(MATERIALS PROVIDED begins)
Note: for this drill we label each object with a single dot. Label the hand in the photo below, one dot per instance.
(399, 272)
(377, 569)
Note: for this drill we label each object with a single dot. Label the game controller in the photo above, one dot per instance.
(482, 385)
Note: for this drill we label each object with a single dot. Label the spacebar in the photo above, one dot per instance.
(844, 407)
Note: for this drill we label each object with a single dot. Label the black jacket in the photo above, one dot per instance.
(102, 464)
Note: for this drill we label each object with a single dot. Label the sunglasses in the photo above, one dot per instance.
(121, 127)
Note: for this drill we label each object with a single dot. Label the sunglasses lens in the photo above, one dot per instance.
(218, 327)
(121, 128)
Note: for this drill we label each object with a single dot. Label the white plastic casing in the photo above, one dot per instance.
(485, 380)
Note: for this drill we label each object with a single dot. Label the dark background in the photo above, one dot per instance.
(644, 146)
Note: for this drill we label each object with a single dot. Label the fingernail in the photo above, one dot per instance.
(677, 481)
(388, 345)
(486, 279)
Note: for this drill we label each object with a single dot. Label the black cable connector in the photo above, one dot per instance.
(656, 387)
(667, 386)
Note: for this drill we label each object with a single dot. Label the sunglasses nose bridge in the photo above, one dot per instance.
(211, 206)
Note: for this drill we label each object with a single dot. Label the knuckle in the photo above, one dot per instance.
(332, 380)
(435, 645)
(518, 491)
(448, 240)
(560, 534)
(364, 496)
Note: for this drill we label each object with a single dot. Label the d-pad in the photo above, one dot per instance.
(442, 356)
(MATERIALS PROVIDED ends)
The response should consist only of the lines running from the one that contains "Label the game" through the end of the material, repeated exactly.

--- RESPONSE AREA ---
Note: for this drill we label each object with a single dot. Label the game controller in the photo above, one dot per instance.
(482, 385)
Note: for this drill we label each object with a single dot. Label the spacebar in the photo above, one dot per instance.
(844, 407)
Note: for this drill we label each object with a single dot. Label the black jacket in the photo above, one dot per instance.
(102, 464)
Note: for this drill we label each object with a single dot. Label the sunglasses in the photo above, one dot per instance.
(121, 127)
Note: for this drill we label each object with a single dot. Label the sunglasses lens in the photo above, one dot per instance.
(218, 327)
(121, 128)
Note: for this drill we label each object with a single dot. Label the white plastic casing in the photo above, one dot per instance.
(485, 380)
Note: for this drill we label each object with a single dot. Label the dark background in the photo above, one dot per instance.
(644, 146)
Note: for this drill we label each object with a single dot. Label the fingernail in the photo above, one dot per instance.
(677, 481)
(388, 345)
(486, 279)
Note: for this drill we label each object with a single dot. Label the black cable connector in the photo above, one dot per instance.
(656, 387)
(667, 386)
Note: for this drill we label each object with a single dot. Label the sunglasses nose bridge in the photo above, one dot per instance.
(211, 206)
Note: for this drill we label each object with a single dot. Label the knuckle in the photo above, one dot per instance.
(332, 380)
(435, 645)
(518, 491)
(448, 240)
(560, 534)
(364, 496)
Note: for this drill we label each object with a single dot. Label the d-pad in the photo above, one dot per instance.
(442, 356)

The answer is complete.